━━ Document extract ━━
Thursday, December 16, 2010

Honey, I'm Home

Holy mortgage payments, Batman!! Pat owns a house. Stay tuned for updates coming soon!


Saturday, September 11, 2010

9-11 Remembrance

Please, Lord, this...
...not this....


Sunday, August 8, 2010

Journey To a Consecration in Navajoland

Just home from Navajoland, the Shiprock and Farmington area to be more precise.

I had the pleasure of traveling with 40 good souls from St. Stephen's Episcopal Church, Trinity Cathedral and other valley churches. David Kaiser was our trusty "motor coach (not bus!) operator". Janet Kaiser was our very able organizer and Cruise Director.

Our journey's purpose was to celebrate the consecration of David Bailey as bishop of the Navajo Area Mission.

Pictures and more information are at Flickr.com under my files as Patinphx.

Sunday, August 1, 2010

Cathy Eden for US Senate

I'm stumping by telephone for Cathy Eden, the only woman candidate on the Democratic primary ballot.

It ain't easy.

First my only working phone is my cell phone. And because I don't have the company with the best coverage, I must call from the front porch in order to get calls to go through.

Most people have voice mail and it is a simple matter to leave a message from the script provided by Eden for Arizona campaign. Interestingly the only time a human answers the telephone, the person to whom I need to speak is not there. Every single one of them has given me permission to call back later. I must sound good to them. As for the left messages, I sound like a canned message. I try to personalize the message by using the voter's name at least once. Best I can do.

Cathy's website is www.edenforaz.com.

I'm happy I can help Cathy Eden's campaign in the way.

Oh, yes! Vote for Cathy Eden on your Dem ballot by mail or at the polls on August 24th.

Go Cathy!!

Saturday, July 24, 2010

July Respite


Phoenix Arizona blisters from mid-June through September. During monsoon season, we get an occasional break from the 105 -- 115 degree (Fahrenheit) temperatures. Now is such a time.
━━━
◆ Given request a ◆
In the listing, add 9 to every coordinate in the answers on the lines from the one containing "In the picture below, where can the frothy" up to and including the one containing "In the picture above, where can the shadow". Write those lines out again with the requests kept in, but leave the pictures out.
The listing that comes next has no connection to the blog.
━━ Data entries ━━
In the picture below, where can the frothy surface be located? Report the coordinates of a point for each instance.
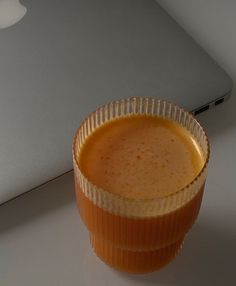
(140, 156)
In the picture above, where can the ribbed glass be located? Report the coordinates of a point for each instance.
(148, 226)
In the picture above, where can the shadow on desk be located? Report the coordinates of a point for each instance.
━━━
━━ Data entries ━━
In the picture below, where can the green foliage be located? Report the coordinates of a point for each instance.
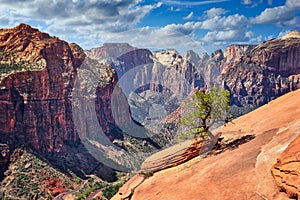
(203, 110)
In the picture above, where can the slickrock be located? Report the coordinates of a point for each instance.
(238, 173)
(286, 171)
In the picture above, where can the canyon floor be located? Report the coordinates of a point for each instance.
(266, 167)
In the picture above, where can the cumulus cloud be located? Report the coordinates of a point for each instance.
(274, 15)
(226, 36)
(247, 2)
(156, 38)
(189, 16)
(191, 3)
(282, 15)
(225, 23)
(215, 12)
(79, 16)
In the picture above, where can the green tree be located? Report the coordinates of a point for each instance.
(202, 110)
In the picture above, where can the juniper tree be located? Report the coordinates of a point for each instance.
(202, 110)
━━━
◆ Given request b ◆
Finish out the next part of the blog, picking up right after its last sentence.

◆ Expected output a ◆
In the picture below, where can the frothy surface be located? Report the coordinates of a point for each instance.
(149, 165)
In the picture above, where can the ribbed glass be located? Report the coordinates of a point for each instance.
(157, 235)
In the picture above, where can the shadow on desk be located? Report the coordinates of a point for each instance.

◆ Expected output b ◆
Our dew point and humidity rise and the cloud cover shades us. Over the past three days we have enjoyed mild temperatures under 100 degrees. I resumed walking and busing for pleasure, not just for getting to work. Summer in Phoenix is estivation time for me. I just hide out in air conditioning until a respite like this.

Joy to the world! It's cool this morning. Only 86 degrees. Our respite will end today or tomorrow. But I will remember this blessing as we resume hot, hot weather.

Sunday, July 4, 2010

Happy Independence Day

God Bless America!

Here's my favorite celebration for today courtesy of cartoonists Cantu y Castellanos:





I am an immigrant to Arizona, having lived in the Phoenix area over 35 years. I don't expect to leave, though one never knows what the future will bring. Many people in Arizona have worked themselves into a miserable frenzy over Mexican border immigration laws and policies. Rather than evaluate each new neighbor as an individual, many in Arizona have formed a blanket belief that anyone coming to AZ from Mexico is inherently evil, a bringer of smuggled people or drugs, an automatic addition to urban gangs, or a sneak thief intent on sucking up American benefits without paying taxes.

I know Mexican nationals living here without valid documentation who have started businesses, paid taxes, bought their home, contribute to their churches and charities. In short, they live just as I--a transplanted Nebraskan--live. Responsible people should be recognized and welcomed. People who come here from anywhere to create trouble, divert resources, or especially commit crimes need to be deported and KEPT THE HELL OUTA OUR NATION, not just Arizona.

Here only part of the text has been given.